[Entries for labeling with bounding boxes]

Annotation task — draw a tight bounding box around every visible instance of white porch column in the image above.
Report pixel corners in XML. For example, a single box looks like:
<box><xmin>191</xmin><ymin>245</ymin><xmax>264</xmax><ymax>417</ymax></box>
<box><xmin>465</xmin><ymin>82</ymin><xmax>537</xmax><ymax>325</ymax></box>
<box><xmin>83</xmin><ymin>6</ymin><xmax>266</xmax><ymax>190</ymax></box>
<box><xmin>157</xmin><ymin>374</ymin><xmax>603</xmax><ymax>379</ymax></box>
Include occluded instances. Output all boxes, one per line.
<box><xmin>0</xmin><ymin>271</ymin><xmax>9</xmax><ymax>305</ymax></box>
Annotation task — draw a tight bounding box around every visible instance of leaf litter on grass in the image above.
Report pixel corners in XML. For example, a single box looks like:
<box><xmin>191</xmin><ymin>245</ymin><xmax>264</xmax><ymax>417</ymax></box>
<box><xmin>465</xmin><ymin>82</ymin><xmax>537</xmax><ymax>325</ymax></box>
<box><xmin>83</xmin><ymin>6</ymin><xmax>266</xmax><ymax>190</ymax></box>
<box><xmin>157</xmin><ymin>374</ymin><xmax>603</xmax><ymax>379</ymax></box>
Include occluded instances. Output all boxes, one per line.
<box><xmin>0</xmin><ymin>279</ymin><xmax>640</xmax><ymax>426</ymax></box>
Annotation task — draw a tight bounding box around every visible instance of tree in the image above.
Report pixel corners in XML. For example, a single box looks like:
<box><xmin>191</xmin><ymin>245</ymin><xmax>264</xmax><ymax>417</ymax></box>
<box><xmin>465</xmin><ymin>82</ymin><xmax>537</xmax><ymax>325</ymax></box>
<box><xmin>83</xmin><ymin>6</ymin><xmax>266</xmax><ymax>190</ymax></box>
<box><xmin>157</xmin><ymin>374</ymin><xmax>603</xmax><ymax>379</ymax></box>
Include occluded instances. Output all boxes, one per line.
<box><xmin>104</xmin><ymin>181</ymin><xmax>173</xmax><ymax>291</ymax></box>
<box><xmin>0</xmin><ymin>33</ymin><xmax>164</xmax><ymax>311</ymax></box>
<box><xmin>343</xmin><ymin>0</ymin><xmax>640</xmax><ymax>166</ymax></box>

...

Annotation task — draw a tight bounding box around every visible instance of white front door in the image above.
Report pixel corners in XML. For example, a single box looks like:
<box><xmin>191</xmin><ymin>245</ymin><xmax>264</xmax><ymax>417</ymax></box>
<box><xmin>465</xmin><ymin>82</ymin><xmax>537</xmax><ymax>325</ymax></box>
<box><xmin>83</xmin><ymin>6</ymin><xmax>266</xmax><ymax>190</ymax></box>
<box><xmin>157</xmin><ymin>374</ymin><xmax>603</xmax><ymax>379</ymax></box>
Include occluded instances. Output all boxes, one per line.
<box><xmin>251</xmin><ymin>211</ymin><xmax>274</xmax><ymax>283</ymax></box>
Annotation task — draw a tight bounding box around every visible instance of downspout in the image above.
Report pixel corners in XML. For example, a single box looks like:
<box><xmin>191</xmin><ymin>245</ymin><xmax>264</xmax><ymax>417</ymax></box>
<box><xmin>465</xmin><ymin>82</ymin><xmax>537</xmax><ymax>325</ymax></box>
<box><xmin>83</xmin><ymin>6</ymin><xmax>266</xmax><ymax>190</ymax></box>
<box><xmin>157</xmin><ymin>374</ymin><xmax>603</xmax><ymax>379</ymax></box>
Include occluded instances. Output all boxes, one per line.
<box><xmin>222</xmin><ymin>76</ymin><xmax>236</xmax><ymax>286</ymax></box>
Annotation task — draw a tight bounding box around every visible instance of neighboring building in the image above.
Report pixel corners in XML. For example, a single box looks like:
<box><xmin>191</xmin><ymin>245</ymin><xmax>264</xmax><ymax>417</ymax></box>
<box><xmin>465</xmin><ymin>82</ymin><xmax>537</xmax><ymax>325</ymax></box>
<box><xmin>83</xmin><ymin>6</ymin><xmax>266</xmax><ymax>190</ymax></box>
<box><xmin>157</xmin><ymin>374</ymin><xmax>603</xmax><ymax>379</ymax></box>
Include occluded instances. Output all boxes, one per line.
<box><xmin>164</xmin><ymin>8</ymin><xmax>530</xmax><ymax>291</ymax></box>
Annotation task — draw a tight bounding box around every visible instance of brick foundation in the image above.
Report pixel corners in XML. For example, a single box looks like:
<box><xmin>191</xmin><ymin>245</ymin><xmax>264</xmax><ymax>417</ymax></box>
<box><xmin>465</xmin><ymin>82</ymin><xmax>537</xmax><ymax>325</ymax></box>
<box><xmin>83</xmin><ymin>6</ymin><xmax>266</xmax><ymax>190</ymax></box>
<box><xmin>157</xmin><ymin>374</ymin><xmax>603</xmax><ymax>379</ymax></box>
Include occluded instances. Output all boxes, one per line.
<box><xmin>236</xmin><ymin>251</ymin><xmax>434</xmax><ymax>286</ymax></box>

— Do this —
Select and copy each line of the items above that contains the word "white". Matching is case-sensitive.

— Complete answer —
Annotation task — draw a tight bounding box around every visible instance of white porch column in the image above.
Annotation task — draw a tight bounding box around every visible instance of white front door in the image above.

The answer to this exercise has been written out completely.